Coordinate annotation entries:
▼▼▼

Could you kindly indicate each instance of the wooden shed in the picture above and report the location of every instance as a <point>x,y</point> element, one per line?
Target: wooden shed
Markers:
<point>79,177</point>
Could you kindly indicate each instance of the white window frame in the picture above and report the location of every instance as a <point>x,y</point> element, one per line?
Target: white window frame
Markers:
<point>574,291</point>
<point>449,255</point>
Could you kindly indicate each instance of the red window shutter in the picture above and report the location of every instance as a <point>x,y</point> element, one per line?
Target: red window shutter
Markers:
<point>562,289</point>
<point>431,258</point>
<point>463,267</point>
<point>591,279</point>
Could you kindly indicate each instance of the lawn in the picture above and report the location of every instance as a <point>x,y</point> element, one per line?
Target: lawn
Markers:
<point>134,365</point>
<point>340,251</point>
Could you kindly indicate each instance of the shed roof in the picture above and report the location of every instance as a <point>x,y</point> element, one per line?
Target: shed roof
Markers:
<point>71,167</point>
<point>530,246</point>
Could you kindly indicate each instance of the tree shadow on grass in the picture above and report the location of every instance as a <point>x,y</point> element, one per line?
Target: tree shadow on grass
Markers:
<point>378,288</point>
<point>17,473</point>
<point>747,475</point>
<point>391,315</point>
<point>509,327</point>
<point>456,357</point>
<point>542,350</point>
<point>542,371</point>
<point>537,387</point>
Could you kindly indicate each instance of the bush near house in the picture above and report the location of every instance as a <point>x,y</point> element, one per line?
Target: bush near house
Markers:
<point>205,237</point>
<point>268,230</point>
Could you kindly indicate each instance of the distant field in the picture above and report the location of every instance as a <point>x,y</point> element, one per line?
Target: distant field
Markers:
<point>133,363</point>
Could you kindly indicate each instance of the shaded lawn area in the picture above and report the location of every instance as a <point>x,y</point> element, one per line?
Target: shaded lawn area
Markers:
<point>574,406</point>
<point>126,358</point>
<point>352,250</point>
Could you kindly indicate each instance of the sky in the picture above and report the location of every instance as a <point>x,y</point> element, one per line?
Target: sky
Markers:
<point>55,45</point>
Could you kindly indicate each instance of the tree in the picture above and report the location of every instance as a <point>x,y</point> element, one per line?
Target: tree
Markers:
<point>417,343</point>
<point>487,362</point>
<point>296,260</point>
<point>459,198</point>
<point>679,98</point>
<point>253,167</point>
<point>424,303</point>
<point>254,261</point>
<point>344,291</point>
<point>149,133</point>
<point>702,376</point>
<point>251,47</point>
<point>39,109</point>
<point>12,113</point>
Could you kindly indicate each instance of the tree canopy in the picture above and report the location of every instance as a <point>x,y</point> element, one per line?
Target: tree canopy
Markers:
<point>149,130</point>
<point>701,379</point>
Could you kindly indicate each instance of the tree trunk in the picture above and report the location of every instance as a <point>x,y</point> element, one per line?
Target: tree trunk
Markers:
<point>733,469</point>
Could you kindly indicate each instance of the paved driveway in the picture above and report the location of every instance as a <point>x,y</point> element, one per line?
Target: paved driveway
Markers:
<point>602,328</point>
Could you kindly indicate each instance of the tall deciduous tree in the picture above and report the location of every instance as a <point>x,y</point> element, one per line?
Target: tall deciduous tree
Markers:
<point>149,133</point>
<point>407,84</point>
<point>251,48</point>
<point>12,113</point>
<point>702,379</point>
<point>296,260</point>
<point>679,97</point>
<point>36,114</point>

▲▲▲

What is expected:
Copy out every item above word for word, changing nothing.

Solution:
Could you kindly indicate each instance of the wooden shed in the picture above and report the location of every instance as a <point>x,y</point> element, one per line?
Target: wooden shed
Markers:
<point>79,177</point>
Could you kindly indicate each instance of the white window frame in the picture above and report the location of every instance as a <point>x,y</point> element, one per line?
Target: white window frame
Markers:
<point>574,291</point>
<point>449,255</point>
Could you kindly indicate each instance of the red window shutter in the picture above and report the location of every instance as a <point>x,y</point> element, one per line?
Target: red window shutter
Markers:
<point>562,289</point>
<point>431,258</point>
<point>463,267</point>
<point>591,279</point>
Could you kindly indicate each instance of the lawn in the picture above and report the location of every instance as a <point>x,y</point> element, one per line?
Target: lawn
Markers:
<point>134,365</point>
<point>340,251</point>
Could you kindly indicate each instance of the shed roof in the picture above and report the location of every instance as a <point>x,y</point> element, one per line?
Target: shed roof
Markers:
<point>71,167</point>
<point>530,246</point>
Could you kindly indicate each instance of the tree shadow on grass in the picture above and report the location of every instance as a <point>x,y</point> element, one per line?
Target: tree shadow on grass
Markers:
<point>378,288</point>
<point>17,473</point>
<point>747,475</point>
<point>391,315</point>
<point>509,327</point>
<point>456,357</point>
<point>542,350</point>
<point>542,371</point>
<point>537,387</point>
Could you kindly indicate each instance of the bush near house in the picture above and report the location of every instance as a <point>x,y</point> element, one per line?
Target: bush near house
Markers:
<point>205,237</point>
<point>268,230</point>
Could you kindly indicate each instance of the distant field in the picture above and report the location of every instance as a <point>x,y</point> element, one per line?
Target: distant field
Markers:
<point>133,363</point>
Could you kindly indicate each instance of the shaded lawn area in the picture above and report the location of every instance as a <point>x,y</point> element, one per line?
Target: shaded lawn area
Markers:
<point>574,406</point>
<point>126,358</point>
<point>352,250</point>
Could you kindly indicate each instance of the sky in the picture above and report the location of every instance as a <point>x,y</point> element, one per line?
Target: sky
Markers:
<point>55,45</point>
Could you kindly indicate each instance of the tree in the picture above and report the location of every instance as a <point>x,y</point> element, one per line?
Target: tree
Markers:
<point>417,343</point>
<point>487,362</point>
<point>296,260</point>
<point>459,198</point>
<point>679,98</point>
<point>253,167</point>
<point>424,303</point>
<point>254,261</point>
<point>344,291</point>
<point>149,133</point>
<point>702,376</point>
<point>251,47</point>
<point>39,109</point>
<point>12,113</point>
Could you kindly indicate each instance of the tree canopy in the picture above and report the location of every instance as a <point>x,y</point> element, one per line?
Target: tree canopy
Markers:
<point>149,130</point>
<point>701,379</point>
Could you kindly indicate each instance of the tree trunk in the picture above and report the location of every instance as a <point>x,y</point> element, one per line?
Target: tree trunk
Markers:
<point>733,469</point>
Could you kindly indicate each instance of the paved driveway in the picture above and report the location of every instance as a <point>x,y</point> element, one per line?
Target: paved driveway
Markers:
<point>602,328</point>
Could you kindly indicate each instance of the tall deciduous tree in the picture above and report the location of every instance as a <point>x,y</point> element, one per line?
Target: tall deciduous tree
Markers:
<point>149,133</point>
<point>407,84</point>
<point>251,48</point>
<point>12,113</point>
<point>702,379</point>
<point>296,260</point>
<point>679,97</point>
<point>36,114</point>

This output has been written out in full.